> [Quoted passage]

----

Our community measure of explosive anger was developed, tested and modified serially during piloting to ensure its cultural appropriateness and comprehensibility in the local language, Tetum [32]. The screening questions inquired whether participants had ever experienced sudden episodes or attacks of anger and if so, how frequently these attacks occurred. Participants who endorsed attacks at a frequency of at least once a month were then asked about associated characteristics of loss of control, destruction of property, verbal aggression, and physical aggression towards others. We then applied an algorithm to derive a diagnosis of intermittent explosive disorder (IED) according to DSM-IV [32]. In a convergence study, we compared our community index of IED with a blinded diagnosis made on the Structured Clinical Interview for the Diagnostic and Statistical Manual for DSM-IV assigned by experienced psychologists [32]. There was a high level of concordance between the two measures: Area Under the Curve 0.90 (95% CI: 0.83–0.98). in the latent class analysis (described hereunder), we included the five core items of explosive anger as defined by IED each scored categorically (1 = present; 0 = absent): explosive anger attacks, loss of control of anger; destruction of property during attacks; verbal aggression during attacks; physical aggression towards others during attacks.

----

[Images for locating objects]
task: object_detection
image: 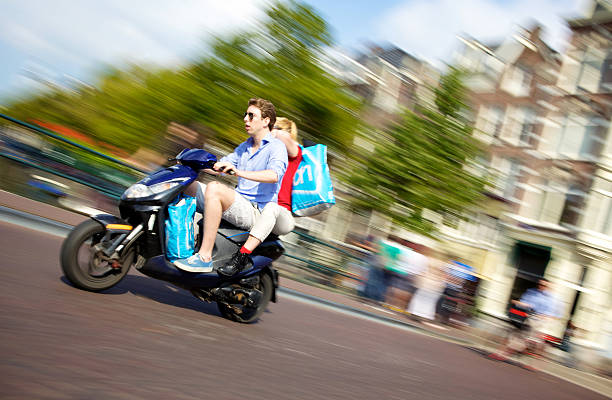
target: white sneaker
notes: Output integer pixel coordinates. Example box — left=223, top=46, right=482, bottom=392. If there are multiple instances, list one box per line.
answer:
left=174, top=253, right=212, bottom=272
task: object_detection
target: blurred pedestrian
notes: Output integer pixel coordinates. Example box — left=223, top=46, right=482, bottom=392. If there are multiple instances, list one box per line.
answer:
left=360, top=235, right=385, bottom=302
left=388, top=240, right=429, bottom=311
left=408, top=261, right=444, bottom=320
left=490, top=278, right=557, bottom=368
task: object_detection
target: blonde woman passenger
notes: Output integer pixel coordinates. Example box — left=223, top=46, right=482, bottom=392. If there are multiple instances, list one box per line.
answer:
left=218, top=117, right=302, bottom=276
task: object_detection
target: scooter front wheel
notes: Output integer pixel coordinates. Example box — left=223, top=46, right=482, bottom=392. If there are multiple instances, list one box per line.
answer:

----

> [Directions for this task]
According to the text on the explosive anger measure, in what local language was the measure tested for comprehensibility?

> [Written answer]
Tetum